(WHAT IS BEING ASKED): Reproduce the lines starting at the one that contains "Where can the cypress" and ending at the one that contains "<point>1224,350</point>", swapping each occurrence of "photo above" for "image above" and leaving all else unchanged.
* begin SUPPLIED ENTRIES *
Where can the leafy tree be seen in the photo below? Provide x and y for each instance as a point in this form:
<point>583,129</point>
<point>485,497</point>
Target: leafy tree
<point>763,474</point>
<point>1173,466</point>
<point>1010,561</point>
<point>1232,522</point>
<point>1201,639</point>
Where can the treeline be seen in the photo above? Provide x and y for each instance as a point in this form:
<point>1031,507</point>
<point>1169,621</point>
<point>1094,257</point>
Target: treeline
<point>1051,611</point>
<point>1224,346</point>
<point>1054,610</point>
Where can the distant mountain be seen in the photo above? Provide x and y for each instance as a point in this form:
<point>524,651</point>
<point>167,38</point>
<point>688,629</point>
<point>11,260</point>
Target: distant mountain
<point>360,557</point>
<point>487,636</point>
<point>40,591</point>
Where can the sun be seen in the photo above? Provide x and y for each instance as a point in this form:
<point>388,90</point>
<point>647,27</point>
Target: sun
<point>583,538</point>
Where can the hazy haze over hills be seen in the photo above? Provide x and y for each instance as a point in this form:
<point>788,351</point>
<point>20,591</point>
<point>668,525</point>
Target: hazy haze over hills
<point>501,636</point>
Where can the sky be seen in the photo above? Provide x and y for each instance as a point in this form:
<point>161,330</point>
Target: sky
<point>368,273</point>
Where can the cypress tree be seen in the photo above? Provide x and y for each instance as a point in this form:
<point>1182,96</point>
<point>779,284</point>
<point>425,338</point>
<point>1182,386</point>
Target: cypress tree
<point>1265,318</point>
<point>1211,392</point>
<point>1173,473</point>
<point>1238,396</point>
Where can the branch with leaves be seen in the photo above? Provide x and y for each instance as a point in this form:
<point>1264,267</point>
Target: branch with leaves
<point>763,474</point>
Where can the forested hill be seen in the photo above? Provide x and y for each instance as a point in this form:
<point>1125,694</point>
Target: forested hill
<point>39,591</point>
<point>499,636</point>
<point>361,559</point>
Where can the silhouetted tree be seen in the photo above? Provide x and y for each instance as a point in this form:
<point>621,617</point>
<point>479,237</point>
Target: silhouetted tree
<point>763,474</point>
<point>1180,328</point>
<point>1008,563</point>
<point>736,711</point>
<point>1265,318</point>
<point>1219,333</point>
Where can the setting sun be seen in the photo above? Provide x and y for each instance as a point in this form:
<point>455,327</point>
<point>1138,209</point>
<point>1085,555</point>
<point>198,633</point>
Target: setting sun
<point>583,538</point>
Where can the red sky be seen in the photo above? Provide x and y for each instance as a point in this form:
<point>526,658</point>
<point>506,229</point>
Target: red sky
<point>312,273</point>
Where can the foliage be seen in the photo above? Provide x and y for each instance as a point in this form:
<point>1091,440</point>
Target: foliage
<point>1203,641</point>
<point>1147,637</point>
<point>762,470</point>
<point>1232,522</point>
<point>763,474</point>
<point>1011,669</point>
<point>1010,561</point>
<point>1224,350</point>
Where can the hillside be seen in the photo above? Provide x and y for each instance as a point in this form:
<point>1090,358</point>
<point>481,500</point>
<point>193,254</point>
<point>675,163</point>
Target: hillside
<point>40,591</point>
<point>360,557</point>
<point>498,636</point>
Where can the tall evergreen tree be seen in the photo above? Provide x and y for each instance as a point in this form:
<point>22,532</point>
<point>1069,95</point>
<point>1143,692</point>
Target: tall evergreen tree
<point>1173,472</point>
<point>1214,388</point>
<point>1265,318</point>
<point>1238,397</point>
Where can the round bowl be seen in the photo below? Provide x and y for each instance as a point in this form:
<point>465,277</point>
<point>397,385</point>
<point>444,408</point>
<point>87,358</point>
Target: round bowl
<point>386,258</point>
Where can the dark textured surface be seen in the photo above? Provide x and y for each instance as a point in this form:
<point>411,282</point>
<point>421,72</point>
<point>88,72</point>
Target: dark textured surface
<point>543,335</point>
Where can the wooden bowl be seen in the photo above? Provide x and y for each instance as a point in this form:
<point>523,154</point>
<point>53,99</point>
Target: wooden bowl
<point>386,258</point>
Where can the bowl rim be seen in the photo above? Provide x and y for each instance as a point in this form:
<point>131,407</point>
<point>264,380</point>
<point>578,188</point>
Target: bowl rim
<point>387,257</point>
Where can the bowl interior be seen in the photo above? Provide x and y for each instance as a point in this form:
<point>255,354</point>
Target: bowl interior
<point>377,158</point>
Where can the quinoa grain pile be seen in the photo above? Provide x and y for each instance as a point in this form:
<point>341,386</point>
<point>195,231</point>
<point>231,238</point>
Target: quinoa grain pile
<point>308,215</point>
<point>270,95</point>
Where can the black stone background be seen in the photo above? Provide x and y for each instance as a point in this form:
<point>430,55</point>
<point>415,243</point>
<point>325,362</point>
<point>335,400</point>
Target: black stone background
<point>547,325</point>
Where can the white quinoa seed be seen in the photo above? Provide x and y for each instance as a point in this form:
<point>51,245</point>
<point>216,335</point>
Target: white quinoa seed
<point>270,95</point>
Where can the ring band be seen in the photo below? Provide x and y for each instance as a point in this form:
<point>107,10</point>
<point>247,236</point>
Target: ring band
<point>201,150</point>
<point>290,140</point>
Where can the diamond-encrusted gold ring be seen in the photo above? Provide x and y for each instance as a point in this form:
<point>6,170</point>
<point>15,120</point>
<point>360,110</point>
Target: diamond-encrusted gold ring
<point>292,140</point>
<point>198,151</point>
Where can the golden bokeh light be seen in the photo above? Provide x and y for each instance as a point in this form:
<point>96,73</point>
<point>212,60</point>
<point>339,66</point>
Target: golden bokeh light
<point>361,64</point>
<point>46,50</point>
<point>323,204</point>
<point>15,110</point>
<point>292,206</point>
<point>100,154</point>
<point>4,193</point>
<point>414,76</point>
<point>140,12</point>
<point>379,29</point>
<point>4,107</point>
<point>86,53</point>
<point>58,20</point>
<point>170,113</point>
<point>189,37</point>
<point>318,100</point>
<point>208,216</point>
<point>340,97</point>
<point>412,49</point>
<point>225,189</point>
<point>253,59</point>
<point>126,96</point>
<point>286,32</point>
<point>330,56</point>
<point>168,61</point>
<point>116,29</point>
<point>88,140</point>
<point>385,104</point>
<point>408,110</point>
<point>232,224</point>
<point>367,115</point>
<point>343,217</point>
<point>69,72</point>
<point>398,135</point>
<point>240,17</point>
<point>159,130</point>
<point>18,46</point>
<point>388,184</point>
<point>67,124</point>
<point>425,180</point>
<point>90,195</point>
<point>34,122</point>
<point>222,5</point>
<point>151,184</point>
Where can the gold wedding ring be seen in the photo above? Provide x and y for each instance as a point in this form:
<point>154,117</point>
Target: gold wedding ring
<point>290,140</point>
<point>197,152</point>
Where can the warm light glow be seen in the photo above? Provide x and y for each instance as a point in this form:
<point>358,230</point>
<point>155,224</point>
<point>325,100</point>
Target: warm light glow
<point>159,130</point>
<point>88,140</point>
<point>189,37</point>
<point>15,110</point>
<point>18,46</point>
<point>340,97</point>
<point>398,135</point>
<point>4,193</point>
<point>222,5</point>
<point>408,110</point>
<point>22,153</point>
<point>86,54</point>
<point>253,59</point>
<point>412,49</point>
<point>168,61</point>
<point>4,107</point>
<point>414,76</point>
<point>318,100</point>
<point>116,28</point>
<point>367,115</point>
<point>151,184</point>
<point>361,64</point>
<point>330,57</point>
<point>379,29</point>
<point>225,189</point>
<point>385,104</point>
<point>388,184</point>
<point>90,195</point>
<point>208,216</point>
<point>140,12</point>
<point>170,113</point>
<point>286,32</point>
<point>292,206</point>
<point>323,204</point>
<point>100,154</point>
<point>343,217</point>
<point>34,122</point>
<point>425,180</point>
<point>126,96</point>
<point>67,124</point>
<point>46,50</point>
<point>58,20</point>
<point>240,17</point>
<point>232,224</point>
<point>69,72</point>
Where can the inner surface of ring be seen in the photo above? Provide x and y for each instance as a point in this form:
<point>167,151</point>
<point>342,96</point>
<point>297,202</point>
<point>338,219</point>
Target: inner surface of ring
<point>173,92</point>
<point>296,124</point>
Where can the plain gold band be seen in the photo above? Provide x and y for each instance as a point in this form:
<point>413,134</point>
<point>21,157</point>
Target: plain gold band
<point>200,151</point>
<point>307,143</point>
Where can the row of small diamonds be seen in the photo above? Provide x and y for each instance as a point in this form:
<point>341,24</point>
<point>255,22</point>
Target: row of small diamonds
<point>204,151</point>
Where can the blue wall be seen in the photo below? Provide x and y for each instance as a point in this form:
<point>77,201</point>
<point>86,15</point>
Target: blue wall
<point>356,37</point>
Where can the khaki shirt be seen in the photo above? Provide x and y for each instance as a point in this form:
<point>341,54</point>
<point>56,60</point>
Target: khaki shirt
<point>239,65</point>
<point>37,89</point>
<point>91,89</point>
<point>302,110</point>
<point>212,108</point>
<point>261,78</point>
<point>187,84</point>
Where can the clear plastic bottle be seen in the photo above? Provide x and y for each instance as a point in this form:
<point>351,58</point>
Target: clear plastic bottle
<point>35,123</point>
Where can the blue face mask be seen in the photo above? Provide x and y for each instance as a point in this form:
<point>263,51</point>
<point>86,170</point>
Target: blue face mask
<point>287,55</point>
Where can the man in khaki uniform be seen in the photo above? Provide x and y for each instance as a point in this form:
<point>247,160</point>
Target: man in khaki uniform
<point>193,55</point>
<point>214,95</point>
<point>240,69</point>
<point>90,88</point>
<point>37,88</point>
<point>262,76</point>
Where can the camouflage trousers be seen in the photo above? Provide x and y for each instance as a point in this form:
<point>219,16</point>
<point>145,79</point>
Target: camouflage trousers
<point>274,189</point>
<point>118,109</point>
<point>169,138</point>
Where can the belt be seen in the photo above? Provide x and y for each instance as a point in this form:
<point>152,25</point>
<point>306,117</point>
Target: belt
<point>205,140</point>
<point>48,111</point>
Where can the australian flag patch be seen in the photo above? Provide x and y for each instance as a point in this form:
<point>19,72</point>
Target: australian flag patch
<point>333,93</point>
* end SUPPLIED ENTRIES *
(COMPLETE RESPONSE):
Where can the cypress tree be seen in the image above? Provide x and y for each instance as a point in this form:
<point>1182,96</point>
<point>779,284</point>
<point>425,338</point>
<point>1182,386</point>
Target: cypress tree
<point>1265,318</point>
<point>1211,392</point>
<point>1173,473</point>
<point>1238,396</point>
Where can the branch with leaves be seen in the image above? Provide x and y for each instance as a point in this form:
<point>1264,267</point>
Target: branch with leaves
<point>763,474</point>
Where can the forested hill be seen in the image above? Provide x and y for each instance as a point in this form:
<point>1125,694</point>
Target: forested hill
<point>39,591</point>
<point>499,636</point>
<point>361,559</point>
Where can the silhouetted tree be seen in the image above? Provide x and y for each instance as a point in this form:
<point>621,617</point>
<point>479,237</point>
Target: silhouetted tree
<point>763,474</point>
<point>1180,328</point>
<point>1008,563</point>
<point>736,711</point>
<point>1265,318</point>
<point>1219,333</point>
Where can the setting sun be seen in the image above? Provide x and y for each instance as a point in this form:
<point>455,327</point>
<point>1138,209</point>
<point>1085,555</point>
<point>198,633</point>
Target: setting sun
<point>583,538</point>
Where can the red sky be seen in the image above? Provide x and y for each instance as a point in this form:
<point>526,658</point>
<point>506,229</point>
Target: red sky
<point>312,273</point>
Where can the foliage be seen in the image above? Provide x and y for each instance as a point in this form:
<point>1091,440</point>
Target: foliage
<point>1203,641</point>
<point>1147,637</point>
<point>762,470</point>
<point>1232,522</point>
<point>763,474</point>
<point>1011,669</point>
<point>1010,561</point>
<point>1224,350</point>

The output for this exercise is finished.